The method gets the error log entries, if any, from the replica schema. :param log_id: the log id for filtering the row by identifier :return: a dictionary with the errors logged :rtype: dictionary

get_replica_paused()[source]

The method returns the status of the replica. This value is used in both read/replay replica methods for updating the corresponding flags. :return: the b_paused flag for the current source :rtype: boolean

get_replica_status()[source]

The method gets the replica status for the given source. The method assumes there is a database connection active.

get_schema_list()[source]

The method gets the list of source schemas for the given source. The list is generated using the mapping in sch_chameleon.t_sources. Any change in the configuration file is ignored The method assumes there is a database connection active.

get_schema_mappings()[source]

The method gets the schema mappings for the given source. The list is the one stored in the table sch_chameleon.t_sources. Any change in the configuration file is ignored The method assumes there is a database connection active. :return: the schema mappings extracted from the replica catalogue :rtype: dictionary

get_status()[source]

The method gets the status for all sources configured in the target database. :return: a list with the status details :rtype: list

get_table_pkey(schema, table)[source]

The method queries the table sch_chameleon.t_replica_tables and gets the primary key associated with the table, if any. If there is no primary key the method returns None

Parameters:
  • schema – The table schema
  • table – The table name
Returns:

the primary key associated with the table

Return type:

list

get_tables_disabled(format='csv')[source]

The method returns a CSV or a python list of tables excluded from the replica. The origin’s schema is determined from the source’s schema mappings jsonb.

^^^^^^^^^^^^^^^^

Directive 1 => In the replica method documentation, what is the status returned by get_replica_paused() used for?
Directive 2 => Carry on the replica method documentation, starting after its final sentence.
The listing that follows has no role in this work.

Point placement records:
^^^^^^^^^^^^^^^^

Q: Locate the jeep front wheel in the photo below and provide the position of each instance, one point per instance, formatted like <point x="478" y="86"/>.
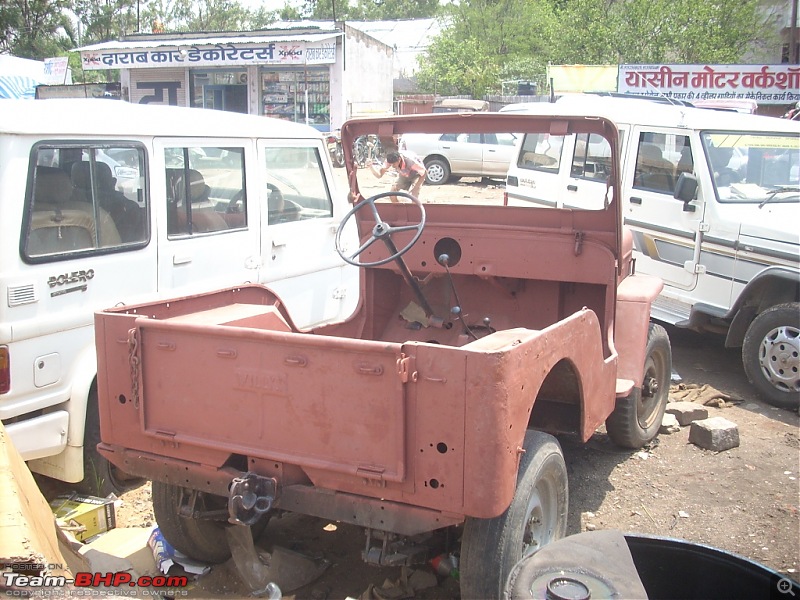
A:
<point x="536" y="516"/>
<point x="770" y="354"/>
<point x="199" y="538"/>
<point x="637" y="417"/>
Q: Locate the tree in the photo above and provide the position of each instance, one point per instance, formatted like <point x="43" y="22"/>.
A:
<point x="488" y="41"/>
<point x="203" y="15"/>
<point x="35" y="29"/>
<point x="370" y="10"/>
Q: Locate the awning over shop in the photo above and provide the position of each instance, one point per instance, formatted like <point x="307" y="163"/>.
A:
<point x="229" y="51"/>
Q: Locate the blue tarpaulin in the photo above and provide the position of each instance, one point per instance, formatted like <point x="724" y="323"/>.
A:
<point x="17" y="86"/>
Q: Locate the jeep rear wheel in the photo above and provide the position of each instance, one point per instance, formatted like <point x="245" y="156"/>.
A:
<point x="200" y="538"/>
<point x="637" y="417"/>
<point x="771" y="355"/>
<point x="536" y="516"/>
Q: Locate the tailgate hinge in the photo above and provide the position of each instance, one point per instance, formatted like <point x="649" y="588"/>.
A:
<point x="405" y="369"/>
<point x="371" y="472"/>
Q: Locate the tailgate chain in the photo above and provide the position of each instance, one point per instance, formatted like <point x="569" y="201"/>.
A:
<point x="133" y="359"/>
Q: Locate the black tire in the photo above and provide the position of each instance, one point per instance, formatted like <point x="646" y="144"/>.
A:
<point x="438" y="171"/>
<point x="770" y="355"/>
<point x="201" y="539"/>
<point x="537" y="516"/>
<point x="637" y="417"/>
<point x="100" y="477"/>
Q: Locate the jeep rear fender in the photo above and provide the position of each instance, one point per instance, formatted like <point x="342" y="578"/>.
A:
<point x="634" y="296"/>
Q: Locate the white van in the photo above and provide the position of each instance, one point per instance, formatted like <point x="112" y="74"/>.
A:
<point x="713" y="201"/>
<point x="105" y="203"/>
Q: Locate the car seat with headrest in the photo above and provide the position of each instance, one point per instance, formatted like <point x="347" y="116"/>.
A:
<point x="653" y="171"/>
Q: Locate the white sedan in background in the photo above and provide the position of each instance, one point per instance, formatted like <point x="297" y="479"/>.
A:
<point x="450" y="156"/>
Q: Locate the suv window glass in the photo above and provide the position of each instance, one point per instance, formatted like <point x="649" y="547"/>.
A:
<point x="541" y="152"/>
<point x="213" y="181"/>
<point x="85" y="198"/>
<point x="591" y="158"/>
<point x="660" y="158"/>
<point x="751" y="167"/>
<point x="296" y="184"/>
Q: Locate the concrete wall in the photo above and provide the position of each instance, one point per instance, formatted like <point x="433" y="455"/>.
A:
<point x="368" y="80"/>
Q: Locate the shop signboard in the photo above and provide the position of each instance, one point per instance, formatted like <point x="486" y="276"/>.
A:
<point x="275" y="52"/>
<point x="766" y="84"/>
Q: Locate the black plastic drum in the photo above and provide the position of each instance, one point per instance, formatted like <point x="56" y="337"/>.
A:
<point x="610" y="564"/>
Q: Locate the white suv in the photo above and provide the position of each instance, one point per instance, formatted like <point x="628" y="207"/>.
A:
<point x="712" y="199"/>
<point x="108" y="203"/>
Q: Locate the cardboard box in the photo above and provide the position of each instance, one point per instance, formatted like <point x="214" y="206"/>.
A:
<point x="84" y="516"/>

^^^^^^^^^^^^^^^^

Task result 1 => The method returns the b_paused flag for the current source. That value is used in both the read and replay replica methods to update the corresponding flags.

Task result 2 =>
Returns:CSV list of tables excluded from the replica
Return type:text
grant_select()[source]

The method grants the select permissions on all the tables on the replicated schemas to the database roles listed in the source’s variable grant_select_to. In the case a role doesn’t exist the method emits an error message and skips the missing user.

insert_batch(group_insert)[source]

Fallback method for the batch insert. Each row event is processed individually and any problematic row is discarded into the table t_discarded_rows. The row is encoded in base64 in order to prevent any encoding or type issue.

Parameters:group_insert – the event data built in mysql_engine
insert_data(schema, table, insert_data, column_list)[source]

The method is a fallback procedure for when the copy method fails. The procedure performs a row by row insert, very slow but capable to skip the rows with problematic data (e.g. encoding issues).

Parameters:
  • schema – the schema name where table belongs
  • table – the table name where the data should be inserted
  • insert_data – a list of records extracted from the database using the unbuffered cursor
  • column_list – the list of column names quoted for the inserts
insert_source_timings()[source]

The method inserts the source timings in the tables t_last_received and t_last_replayed. On conflict sets the replay/receive timestamps to null. The method assumes there is a database connection active.

reindex_table(schema, table)[source]

The method run a REINDEX TABLE on the table defined by schema and name. :param schema: the table’s schema :param table: the table’s name

replay_replica()[source]

The method replays the row images in the target database using the function fn_replay_mysql. The function returns a composite type. The first element is a boolean flag which is true if the batch still require replay. it’s false if it doesn’t. In that case the while loop ends. The second element is a, optional list of table names. If any table cause error during the replay the problem is captured and the table is removed from the replica. Then the name is returned by the function. As the function can find multiple tables with errors during a single replay run, the table names are stored in a list (Actually is a postgres array, see the create_schema.sql file for more details).

Each batch which is looped trough can also find multiple tables so we return a list of lists to the replica_engine’s calling method.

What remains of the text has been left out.